EXERCISE DATA —
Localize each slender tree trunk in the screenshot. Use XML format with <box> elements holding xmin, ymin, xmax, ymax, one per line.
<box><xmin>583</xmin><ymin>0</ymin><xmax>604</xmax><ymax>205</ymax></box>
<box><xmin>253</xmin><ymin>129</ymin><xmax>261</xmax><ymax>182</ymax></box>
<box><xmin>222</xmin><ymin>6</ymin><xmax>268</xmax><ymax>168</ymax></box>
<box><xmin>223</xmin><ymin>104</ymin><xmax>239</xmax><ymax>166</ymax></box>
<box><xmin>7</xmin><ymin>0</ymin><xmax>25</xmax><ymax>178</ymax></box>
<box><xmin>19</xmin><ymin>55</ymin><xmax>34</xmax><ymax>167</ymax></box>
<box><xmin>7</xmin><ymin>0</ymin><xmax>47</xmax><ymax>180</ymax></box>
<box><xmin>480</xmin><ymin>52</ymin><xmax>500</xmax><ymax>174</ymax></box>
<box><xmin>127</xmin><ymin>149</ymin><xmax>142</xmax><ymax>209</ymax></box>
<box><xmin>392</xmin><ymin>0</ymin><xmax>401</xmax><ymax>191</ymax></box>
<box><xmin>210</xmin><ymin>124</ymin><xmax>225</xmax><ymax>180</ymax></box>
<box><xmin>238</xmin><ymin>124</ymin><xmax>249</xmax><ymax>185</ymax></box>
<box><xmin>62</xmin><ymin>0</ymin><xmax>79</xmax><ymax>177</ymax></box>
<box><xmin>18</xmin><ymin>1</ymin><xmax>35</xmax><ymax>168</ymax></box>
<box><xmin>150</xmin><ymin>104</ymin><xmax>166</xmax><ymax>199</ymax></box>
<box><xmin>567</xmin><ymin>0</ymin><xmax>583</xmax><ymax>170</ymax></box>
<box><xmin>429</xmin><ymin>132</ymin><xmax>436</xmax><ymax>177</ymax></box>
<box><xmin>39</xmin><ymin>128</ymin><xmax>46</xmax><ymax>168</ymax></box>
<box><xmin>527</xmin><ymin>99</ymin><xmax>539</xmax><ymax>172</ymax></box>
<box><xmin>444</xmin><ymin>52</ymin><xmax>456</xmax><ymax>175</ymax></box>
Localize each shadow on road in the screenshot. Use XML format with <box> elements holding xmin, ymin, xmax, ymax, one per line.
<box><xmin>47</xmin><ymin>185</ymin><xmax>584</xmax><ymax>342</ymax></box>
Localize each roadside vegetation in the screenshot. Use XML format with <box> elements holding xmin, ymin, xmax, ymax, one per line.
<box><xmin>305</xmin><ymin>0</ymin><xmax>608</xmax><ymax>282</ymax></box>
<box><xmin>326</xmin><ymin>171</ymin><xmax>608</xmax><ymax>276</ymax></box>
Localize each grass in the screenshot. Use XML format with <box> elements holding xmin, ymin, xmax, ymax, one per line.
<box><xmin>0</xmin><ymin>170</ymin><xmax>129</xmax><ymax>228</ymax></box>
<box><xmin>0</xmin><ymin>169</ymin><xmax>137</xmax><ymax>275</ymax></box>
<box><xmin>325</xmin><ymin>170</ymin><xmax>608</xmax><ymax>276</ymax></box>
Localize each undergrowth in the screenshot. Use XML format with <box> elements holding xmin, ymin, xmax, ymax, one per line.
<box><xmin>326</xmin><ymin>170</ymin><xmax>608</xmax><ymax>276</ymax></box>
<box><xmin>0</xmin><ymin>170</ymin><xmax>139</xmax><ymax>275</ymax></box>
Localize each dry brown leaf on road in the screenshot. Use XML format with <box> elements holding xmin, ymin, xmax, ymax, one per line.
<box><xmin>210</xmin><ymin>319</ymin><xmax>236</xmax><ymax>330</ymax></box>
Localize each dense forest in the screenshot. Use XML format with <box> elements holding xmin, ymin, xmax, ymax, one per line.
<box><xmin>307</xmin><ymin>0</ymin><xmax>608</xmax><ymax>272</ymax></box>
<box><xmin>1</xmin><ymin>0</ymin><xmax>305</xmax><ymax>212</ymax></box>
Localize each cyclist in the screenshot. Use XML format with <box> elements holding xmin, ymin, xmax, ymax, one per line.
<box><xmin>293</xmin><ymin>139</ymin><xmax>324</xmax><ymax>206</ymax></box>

TASK OBJECTIVE — Reproduce the listing verbatim.

RESPONSE AREA —
Localize each slender tree trunk in the screenshot. Use XML format with <box> elements holding xmin, ymin, xmax, ymax, one per line.
<box><xmin>583</xmin><ymin>0</ymin><xmax>604</xmax><ymax>205</ymax></box>
<box><xmin>253</xmin><ymin>129</ymin><xmax>261</xmax><ymax>182</ymax></box>
<box><xmin>222</xmin><ymin>6</ymin><xmax>268</xmax><ymax>168</ymax></box>
<box><xmin>223</xmin><ymin>104</ymin><xmax>239</xmax><ymax>166</ymax></box>
<box><xmin>7</xmin><ymin>0</ymin><xmax>25</xmax><ymax>178</ymax></box>
<box><xmin>19</xmin><ymin>55</ymin><xmax>34</xmax><ymax>167</ymax></box>
<box><xmin>7</xmin><ymin>0</ymin><xmax>47</xmax><ymax>180</ymax></box>
<box><xmin>480</xmin><ymin>52</ymin><xmax>500</xmax><ymax>174</ymax></box>
<box><xmin>127</xmin><ymin>149</ymin><xmax>142</xmax><ymax>209</ymax></box>
<box><xmin>392</xmin><ymin>0</ymin><xmax>401</xmax><ymax>191</ymax></box>
<box><xmin>210</xmin><ymin>124</ymin><xmax>225</xmax><ymax>180</ymax></box>
<box><xmin>238</xmin><ymin>124</ymin><xmax>249</xmax><ymax>185</ymax></box>
<box><xmin>62</xmin><ymin>0</ymin><xmax>79</xmax><ymax>177</ymax></box>
<box><xmin>18</xmin><ymin>1</ymin><xmax>35</xmax><ymax>168</ymax></box>
<box><xmin>150</xmin><ymin>104</ymin><xmax>166</xmax><ymax>199</ymax></box>
<box><xmin>567</xmin><ymin>0</ymin><xmax>583</xmax><ymax>170</ymax></box>
<box><xmin>429</xmin><ymin>132</ymin><xmax>436</xmax><ymax>177</ymax></box>
<box><xmin>39</xmin><ymin>128</ymin><xmax>46</xmax><ymax>168</ymax></box>
<box><xmin>527</xmin><ymin>99</ymin><xmax>539</xmax><ymax>172</ymax></box>
<box><xmin>444</xmin><ymin>52</ymin><xmax>456</xmax><ymax>175</ymax></box>
Localize each shadow on road in the screenshot. Use XML format with <box> elements holding xmin, ymin, xmax, ymax, one per line.
<box><xmin>47</xmin><ymin>185</ymin><xmax>584</xmax><ymax>342</ymax></box>
Localize each roadside vegetation in the screenshot. Use XML format with <box> elements holding xmin, ymin, xmax, ymax, one per line.
<box><xmin>305</xmin><ymin>0</ymin><xmax>608</xmax><ymax>282</ymax></box>
<box><xmin>326</xmin><ymin>171</ymin><xmax>608</xmax><ymax>276</ymax></box>
Localize each grass in the screenshot. Use XML format with <box> elements holding xmin, ymin, xmax, ymax, one per line.
<box><xmin>0</xmin><ymin>170</ymin><xmax>129</xmax><ymax>228</ymax></box>
<box><xmin>0</xmin><ymin>169</ymin><xmax>137</xmax><ymax>275</ymax></box>
<box><xmin>325</xmin><ymin>170</ymin><xmax>608</xmax><ymax>276</ymax></box>
Localize each undergrowth in the screenshot. Use XML format with <box> elements holding xmin, ymin, xmax, ymax, one per line.
<box><xmin>326</xmin><ymin>170</ymin><xmax>608</xmax><ymax>276</ymax></box>
<box><xmin>0</xmin><ymin>170</ymin><xmax>139</xmax><ymax>275</ymax></box>
Localize each dry brown leaf on road in the screenshot. Use XML format with <box> elements holding xmin, ymin, xmax, ymax, one per line.
<box><xmin>210</xmin><ymin>319</ymin><xmax>236</xmax><ymax>330</ymax></box>
Localize each dense forest in the screenshot. Use XML format with <box> elements holding xmin, ymin, xmax, ymax, one per line.
<box><xmin>307</xmin><ymin>0</ymin><xmax>608</xmax><ymax>272</ymax></box>
<box><xmin>1</xmin><ymin>0</ymin><xmax>305</xmax><ymax>212</ymax></box>
Localize each cyclist in the screenshot. Use XML format with <box> elements holding xmin, ymin, xmax, ymax, one per line.
<box><xmin>293</xmin><ymin>139</ymin><xmax>324</xmax><ymax>206</ymax></box>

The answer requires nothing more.